**** Paginatekst

3. [opposant] betoogt dat artikel 1 van het overgangsrecht bij de Wet aanpassing bestuursprocesrecht zo moet worden uitgelegd dat artikel 8:69a van de Awb niet van toepassing is op een procedure die is aangevangen voordat artikel 8:69a in werking trad.

3.1. Ingevolge artikel 1 van het overgangsrecht bij de Wet aanpassing bestuursprocesrecht blijft het recht zoals dit gold voor het tijdstip van inwerkingtreding van deze wet van toepassing op:

a. bezwaar of beroep tegen een voor dat tijdstip bekendgemaakt besluit;

b. hoger beroep, verzet of beroep in cassatie tegen een voor dat tijdstip bekendgemaakte uitspraak;

c. een verzoek om herziening van een voor dat tijdstip bekendgemaakte uitspraak;

Artikel 8:69a van de Awb, dat onderdeel uitmaakt van de Wet aanpassing bestuursprocesrecht is op 1 januari 2013 in werking getreden.

********
**** Gegevensset

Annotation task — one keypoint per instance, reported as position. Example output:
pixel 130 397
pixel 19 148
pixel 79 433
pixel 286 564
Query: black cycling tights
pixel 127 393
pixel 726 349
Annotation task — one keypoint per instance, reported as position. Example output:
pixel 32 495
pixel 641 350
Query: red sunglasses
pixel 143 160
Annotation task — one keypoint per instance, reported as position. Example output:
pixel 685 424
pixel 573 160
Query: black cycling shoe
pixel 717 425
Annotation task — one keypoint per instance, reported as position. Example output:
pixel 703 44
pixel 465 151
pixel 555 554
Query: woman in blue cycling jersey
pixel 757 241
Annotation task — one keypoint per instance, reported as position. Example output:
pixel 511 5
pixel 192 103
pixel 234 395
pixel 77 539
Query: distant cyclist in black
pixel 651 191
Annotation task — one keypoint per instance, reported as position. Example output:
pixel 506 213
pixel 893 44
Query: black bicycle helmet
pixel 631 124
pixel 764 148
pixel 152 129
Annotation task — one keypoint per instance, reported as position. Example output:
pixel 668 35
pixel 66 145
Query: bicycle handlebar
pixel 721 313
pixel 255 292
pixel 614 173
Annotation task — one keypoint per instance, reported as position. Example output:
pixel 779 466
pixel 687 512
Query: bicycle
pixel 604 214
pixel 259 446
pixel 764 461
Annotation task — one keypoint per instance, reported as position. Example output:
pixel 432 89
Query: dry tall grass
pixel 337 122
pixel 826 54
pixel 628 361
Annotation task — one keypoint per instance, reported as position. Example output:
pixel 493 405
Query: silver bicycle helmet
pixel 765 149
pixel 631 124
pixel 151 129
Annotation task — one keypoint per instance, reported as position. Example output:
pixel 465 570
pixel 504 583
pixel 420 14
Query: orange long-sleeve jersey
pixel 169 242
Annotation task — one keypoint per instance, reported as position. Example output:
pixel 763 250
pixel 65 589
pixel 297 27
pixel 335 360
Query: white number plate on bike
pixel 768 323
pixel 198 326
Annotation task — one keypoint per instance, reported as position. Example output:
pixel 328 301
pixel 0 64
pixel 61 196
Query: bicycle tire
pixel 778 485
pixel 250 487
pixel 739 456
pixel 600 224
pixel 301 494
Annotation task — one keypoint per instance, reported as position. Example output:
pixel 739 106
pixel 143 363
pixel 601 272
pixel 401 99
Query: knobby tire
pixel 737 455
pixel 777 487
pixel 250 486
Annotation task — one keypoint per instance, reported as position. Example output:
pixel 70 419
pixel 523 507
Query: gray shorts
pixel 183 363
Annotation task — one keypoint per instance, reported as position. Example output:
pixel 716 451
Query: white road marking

********

Citeer de paginatekst over het overgangsrecht bij de Wet aanpassing bestuursprocesrecht in zijn geheel en woord voor woord.

3. [opposant] betoogt dat artikel 1 van het overgangsrecht bij de Wet aanpassing bestuursprocesrecht zo moet worden uitgelegd dat artikel 8:69a van de Awb niet van toepassing is op een procedure die is aangevangen voordat artikel 8:69a in werking trad.

3.1. Ingevolge artikel 1 van het overgangsrecht bij de Wet aanpassing bestuursprocesrecht blijft het recht zoals dit gold voor het tijdstip van inwerkingtreding van deze wet van toepassing op:

a. bezwaar of beroep tegen een voor dat tijdstip bekendgemaakt besluit;

b. hoger beroep, verzet of beroep in cassatie tegen een voor dat tijdstip bekendgemaakte uitspraak;

c. een verzoek om herziening van een voor dat tijdstip bekendgemaakte uitspraak;

Artikel 8:69a van de Awb, dat onderdeel uitmaakt van de Wet aanpassing bestuursprocesrecht is op 1 januari 2013 in werking getreden.